» Your task: Check each statement against the gratitude text and mark it yes or no, quoting the words from the text that decide it: (a) The acrostic was built on the phrase CRONE OF WINTER. (b) The writer set a new personal record at the Turkey Trot. (c) Keri proposed doing an acrostic.

-- start Text --

Even as I celebrate a deeply enriching and inspiring day of conversation and play and good food with my family, I want to also acknowledge that today is a Day of Mourning for Native Nations. The link in the previous sentence will take you to a MCUSA page with brief descriptions of some of the November massacres by US forces against Native communities that took place in the late 1800s, along with some resources for ways to educate ourselves and our communities, and to respond in helpful ways.
I tried coaxing a collaborative poem out of some of my family members gathered around a puzzle this afternoon, but we had trouble keeping focused enough to finish a thought, so my nibling Keri suggested we do an acrostic. The Old Woman of Winter had made an appearance in the first attempt, so I wrote CRONE OF WINTER down the side of the page and asked them to give me words or phrases beginning with the letters. We ended up sticking to words, and this is what happened, and I like it.

Gratitude List:
1. The thoughtful and wise and tender and hilarious conversations around the table and the puzzle and the living room today. It appears that perhaps the members of the family with the strongest executive functioning skills are under the age of 22.
2. Pie. So much pie.
3. The Turkey Trot! I walked a lot more of this one, but came within a minute of my PR last spring at the Race Against Racism.
4. Bald Eagle flying over Codorus Creek
5. The healing properties of laughter
May we walk in Beauty!
“There are no shortcuts to wholeness. The only way to become whole is to put our arms lovingly around everything we’ve shown ourselves to be: self-serving and generous, spiteful and compassionate, cowardly and courageous, treacherous and trustworthy. We must be able to say to ourselves and to the world at large, ‘I am all of the above.’” —Parker Palmer
Solace is your job now.”
—Jan Richardson
“I have noticed when all the lights are on, people tend to talk about what they are doing – their outer lives. Sitting round in candlelight or firelight, people start to talk about how they are feeling ~ their inner lives. They speak subjectively, they argue less, there are longer pauses. To sit alone without electric light is curiously creative. I have my best ideas at dawn or at nightfall, but not if I switch on the lights, then I start thinking about projects, demands, deadlines, and the shadows and shapes of the house become objects, not suggestions, things that need to be done, not a background to thought.” —Jeanette Winterson
Joy Harjo:
“When I woke up from a forty-year sleep, it was by a song. I could hear the drums in the village. I felt the sweat of ancestors in each palm. The singers were singing the world into place, even as it continued to fall apart. They were making songs to turn hatred into love.”
“The history of an oppressed people is hidden in the lies and the agreed myth of its conquerors.”
―Meridel Le Sueur
“I never want to lose the story-loving child within me, or the adolescent, or the young woman, or the middle-aged one, because all together they help me to be fully alive on this journey, and show me that I must be willing to go where it takes me, even through the valley of the shadow.”

-- end Text --
-- start Entries supplied --

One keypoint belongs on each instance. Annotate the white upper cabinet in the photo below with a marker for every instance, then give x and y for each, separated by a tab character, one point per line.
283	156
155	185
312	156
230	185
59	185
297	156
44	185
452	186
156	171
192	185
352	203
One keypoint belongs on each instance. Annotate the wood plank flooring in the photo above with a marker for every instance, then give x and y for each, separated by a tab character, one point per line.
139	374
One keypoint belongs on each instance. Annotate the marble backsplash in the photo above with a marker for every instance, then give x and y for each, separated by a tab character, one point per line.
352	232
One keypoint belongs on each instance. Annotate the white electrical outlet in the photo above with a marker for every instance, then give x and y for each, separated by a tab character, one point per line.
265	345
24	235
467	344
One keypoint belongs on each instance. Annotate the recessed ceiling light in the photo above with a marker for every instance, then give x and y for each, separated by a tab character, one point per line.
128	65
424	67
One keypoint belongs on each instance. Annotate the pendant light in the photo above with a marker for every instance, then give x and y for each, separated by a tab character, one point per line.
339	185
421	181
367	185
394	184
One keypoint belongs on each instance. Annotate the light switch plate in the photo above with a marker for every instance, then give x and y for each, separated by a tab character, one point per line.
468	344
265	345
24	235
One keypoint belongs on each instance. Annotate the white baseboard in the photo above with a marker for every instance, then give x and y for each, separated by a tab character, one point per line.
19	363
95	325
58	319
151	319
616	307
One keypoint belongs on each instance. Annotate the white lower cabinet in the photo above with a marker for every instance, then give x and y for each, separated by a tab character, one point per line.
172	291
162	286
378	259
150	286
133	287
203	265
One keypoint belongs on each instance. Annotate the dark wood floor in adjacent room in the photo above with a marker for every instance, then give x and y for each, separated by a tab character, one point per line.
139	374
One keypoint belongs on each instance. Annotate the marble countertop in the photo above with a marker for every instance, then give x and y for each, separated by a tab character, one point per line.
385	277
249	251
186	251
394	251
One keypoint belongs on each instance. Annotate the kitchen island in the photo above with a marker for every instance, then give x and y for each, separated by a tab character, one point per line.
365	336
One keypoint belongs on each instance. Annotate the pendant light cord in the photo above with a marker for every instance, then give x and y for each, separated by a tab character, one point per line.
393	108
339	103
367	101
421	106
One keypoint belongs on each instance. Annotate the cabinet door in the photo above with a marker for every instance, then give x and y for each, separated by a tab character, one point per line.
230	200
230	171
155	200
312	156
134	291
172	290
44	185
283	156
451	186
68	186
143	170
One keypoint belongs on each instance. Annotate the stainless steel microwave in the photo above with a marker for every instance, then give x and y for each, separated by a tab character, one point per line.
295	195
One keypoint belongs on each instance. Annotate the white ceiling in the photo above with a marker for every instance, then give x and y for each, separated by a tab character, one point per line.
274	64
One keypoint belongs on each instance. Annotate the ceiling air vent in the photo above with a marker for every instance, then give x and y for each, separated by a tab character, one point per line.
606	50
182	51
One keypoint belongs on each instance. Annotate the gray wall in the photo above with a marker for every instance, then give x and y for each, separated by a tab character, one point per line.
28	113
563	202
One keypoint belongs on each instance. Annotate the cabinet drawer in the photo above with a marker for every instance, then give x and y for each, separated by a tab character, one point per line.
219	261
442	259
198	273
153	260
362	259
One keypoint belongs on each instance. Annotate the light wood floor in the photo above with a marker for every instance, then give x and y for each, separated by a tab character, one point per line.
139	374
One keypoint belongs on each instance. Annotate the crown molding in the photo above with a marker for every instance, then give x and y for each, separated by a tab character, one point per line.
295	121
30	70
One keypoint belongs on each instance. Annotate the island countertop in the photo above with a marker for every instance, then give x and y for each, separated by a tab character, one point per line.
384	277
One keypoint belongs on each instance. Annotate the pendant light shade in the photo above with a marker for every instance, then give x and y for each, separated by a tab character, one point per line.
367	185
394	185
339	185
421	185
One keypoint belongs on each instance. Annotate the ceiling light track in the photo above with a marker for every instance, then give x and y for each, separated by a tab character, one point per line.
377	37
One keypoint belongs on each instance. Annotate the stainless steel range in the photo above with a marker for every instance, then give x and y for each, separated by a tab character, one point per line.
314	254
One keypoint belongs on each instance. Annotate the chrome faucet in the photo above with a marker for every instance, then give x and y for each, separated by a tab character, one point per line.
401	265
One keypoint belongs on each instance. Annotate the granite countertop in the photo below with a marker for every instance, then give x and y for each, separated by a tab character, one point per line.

-- end Entries supplied --

» Exercise result:
(a) Yes: "so I wrote CRONE OF WINTER down the side of the page"
(b) No: "came within a minute of my PR last spring at the Race Against Racism"
(c) Yes: "my nibling Keri suggested we do an acrostic"